Document passage
## start

Carter Holt Harvey Limited v Yukich
[2004] NZCA 55
•28 April 2004
IN THE COURT OF APPEAL OF NEW ZEALAND
CA42/04
BETWEENCARTER HOLT HARVEY LTD
Appellant
ANDLOU YUKICH
Respondent
Hearing:19 April 2004
Coram:McGrath J
Hammond J
O'Regan JAppearances: P T Kiely and R M Larmer for Appellant
G M Pollak for Respondent
Judgment:28 April 2004
JUDGMENT OF THE COURT DELIVERED BY HAMMOND J
[1] We have before us an application by Carter Holt Harvey, which seeks leave to appeal to this Court, pursuant to s214 of the Employment Relations Act 2000, against a decision of the Employment Court.
[2] The respondent, Mr Yukich, was an employee of Carter Holt Harvey at the Kinleith Pulp and Paper Mill. He was a maintenance electrician. Mr Yukich was also very much involved in workplace unions. The Employment Relations Authority found that the constructive dismissal of Mr Yukich from his employment with Carter Holt Harvey on 7 December 2002 was unjustified.
[3] The Authority declined to order Mr Yukich’s reinstatement to that employment but left the question of the appropriate remedies to mediation between the parties. Both parties proceeded to appeal against the decision of the Employment Relations Authority in the Employment Court.
[4] Judge Colgan delivered a judgment in the Employment Court proceedings (ARC58/02) on 16 February 2004. The Judge confirmed that Mr Yukich’s constructive dismissal was unjustified in all the circumstances as they had pertained between the employer and the employee.
[5] The Employment Relations Authority had declined to reinstate Mr Yukich to his former employment. That declinature was upheld by Judge Colgan.
[6] The Employment Court held that the monetary compensation to be awarded to Mr Yukich under s124 of the Employment Relations Act 2000 should be reduced by 50 percent (increasing the Employment Relations Authority’s reduction of 30 percent) with respect to remuneration loss and distress compensation.
[7] Remuneration loss was calculated at $76,687.73 (gross) for 58 weeks’ work (reducing in fact to $38,343.86 for the s124 deduction).
[8] A reduced award for distress was allowed under s123(c)(i) of $5,000.
[9] An allowance was to be made for superannuation losses, the final figure to be resolved by the parties, with, if necessary, leave reserved to apply.
[10] Mr Yukich was also awarded redundancy compensation under s123(c)(ii). There was some dispute between the parties as to the amount of that compensation. Mr Yukich’s claim was over $115,000; Carter Holt Harvey calculated the figure at closer to $50,000. Again it was left to the parties to settle that figure, with leave reserved to apply.

## end

Exercise a
Collect every line of the listing below that contains the word "white".

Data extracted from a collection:

## start

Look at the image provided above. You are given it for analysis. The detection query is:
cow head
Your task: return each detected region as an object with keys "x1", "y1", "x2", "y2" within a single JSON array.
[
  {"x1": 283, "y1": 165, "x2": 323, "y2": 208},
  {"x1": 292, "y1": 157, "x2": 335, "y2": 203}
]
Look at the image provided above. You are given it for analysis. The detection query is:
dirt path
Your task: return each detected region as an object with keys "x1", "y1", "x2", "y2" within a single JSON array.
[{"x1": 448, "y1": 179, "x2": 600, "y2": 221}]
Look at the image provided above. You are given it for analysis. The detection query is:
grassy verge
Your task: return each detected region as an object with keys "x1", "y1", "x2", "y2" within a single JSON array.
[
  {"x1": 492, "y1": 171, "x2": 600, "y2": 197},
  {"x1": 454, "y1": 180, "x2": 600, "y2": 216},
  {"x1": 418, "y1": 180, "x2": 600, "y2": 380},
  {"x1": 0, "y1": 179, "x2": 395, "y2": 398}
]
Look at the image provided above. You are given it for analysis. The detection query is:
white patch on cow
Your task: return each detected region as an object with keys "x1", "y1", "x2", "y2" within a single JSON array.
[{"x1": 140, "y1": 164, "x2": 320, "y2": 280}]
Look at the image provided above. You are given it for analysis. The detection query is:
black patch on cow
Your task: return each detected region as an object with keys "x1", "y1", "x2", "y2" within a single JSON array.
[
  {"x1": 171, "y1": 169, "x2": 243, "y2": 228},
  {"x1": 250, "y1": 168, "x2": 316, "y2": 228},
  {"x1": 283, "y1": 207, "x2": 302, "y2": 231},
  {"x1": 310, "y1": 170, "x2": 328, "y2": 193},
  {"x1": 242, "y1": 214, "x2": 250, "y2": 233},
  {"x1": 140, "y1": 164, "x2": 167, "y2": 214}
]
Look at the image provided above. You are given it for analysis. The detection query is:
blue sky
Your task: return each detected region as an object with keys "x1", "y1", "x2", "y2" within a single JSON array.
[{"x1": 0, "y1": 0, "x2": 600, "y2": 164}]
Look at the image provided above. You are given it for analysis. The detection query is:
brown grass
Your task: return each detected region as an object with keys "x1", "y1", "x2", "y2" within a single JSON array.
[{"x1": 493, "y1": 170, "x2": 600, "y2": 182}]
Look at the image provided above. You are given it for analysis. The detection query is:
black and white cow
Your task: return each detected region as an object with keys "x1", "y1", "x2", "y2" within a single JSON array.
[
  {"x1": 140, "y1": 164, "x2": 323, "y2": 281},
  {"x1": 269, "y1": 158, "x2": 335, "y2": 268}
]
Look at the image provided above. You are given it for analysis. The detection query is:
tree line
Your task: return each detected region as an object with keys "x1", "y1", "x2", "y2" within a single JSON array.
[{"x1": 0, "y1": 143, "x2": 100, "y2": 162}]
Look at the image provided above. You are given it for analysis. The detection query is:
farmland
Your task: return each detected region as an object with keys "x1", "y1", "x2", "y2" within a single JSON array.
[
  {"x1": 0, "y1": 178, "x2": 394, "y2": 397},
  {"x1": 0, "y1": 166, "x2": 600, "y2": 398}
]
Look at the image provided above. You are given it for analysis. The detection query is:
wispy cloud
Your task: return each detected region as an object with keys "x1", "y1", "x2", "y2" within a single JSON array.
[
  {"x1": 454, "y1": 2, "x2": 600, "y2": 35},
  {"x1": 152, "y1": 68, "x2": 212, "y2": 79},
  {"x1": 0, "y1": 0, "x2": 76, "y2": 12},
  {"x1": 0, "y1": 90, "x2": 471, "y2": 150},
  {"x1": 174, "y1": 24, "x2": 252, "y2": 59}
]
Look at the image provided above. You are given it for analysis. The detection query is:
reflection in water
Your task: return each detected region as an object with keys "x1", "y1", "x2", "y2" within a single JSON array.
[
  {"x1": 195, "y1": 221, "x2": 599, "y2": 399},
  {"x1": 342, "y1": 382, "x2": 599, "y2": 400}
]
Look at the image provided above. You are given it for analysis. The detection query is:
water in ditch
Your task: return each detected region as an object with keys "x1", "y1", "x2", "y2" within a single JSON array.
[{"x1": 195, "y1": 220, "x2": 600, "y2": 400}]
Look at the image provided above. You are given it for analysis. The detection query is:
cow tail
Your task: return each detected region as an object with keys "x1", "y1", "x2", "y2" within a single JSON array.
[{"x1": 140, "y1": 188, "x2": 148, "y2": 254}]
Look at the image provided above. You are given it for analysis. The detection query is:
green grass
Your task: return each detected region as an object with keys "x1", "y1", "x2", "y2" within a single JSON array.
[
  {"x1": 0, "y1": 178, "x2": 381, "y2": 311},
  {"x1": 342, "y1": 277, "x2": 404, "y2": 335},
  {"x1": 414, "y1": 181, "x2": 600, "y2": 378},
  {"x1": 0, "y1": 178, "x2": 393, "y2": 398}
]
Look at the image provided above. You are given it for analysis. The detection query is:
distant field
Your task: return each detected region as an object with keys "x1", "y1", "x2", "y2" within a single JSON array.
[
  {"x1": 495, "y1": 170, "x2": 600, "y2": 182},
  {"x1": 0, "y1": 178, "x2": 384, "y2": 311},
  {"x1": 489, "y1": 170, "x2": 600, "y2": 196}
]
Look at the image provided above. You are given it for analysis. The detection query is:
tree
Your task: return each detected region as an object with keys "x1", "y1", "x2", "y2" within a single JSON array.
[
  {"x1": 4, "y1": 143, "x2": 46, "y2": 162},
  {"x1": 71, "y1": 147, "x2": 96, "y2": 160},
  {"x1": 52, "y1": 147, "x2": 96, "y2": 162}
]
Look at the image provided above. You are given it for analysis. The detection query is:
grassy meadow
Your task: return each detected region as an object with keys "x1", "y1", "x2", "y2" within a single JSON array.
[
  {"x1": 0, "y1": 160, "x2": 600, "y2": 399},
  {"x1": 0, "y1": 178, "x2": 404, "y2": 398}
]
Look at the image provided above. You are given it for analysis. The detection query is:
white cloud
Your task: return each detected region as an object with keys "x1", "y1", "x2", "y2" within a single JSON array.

## end

Exercise b
Using the Carter Holt Harvey judgment above, state whether each statement agrees with it, answering yes or no and quoting the deciding words: (i) Mr Yukich worked as a maintenance electrician at the Kinleith Pulp and Paper Mill; (ii) the Employment Court ordered Mr Yukich reinstated to his former employment; (iii) the Employment Court reduced the monetary compensation by 30 percent.

Finished answer a
white patch on cow
black and white cow
white cloud

Finished answer b
(i) Yes: "Mr Yukich, was an employee of Carter Holt Harvey at the Kinleith Pulp and Paper Mill. He was a maintenance electrician."
(ii) No: "The Employment Relations Authority had declined to reinstate Mr Yukich to his former employment. That declinature was upheld by Judge Colgan."
(iii) No: "should be reduced by 50 percent (increasing the Employment Relations Authority’s reduction of 30 percent)"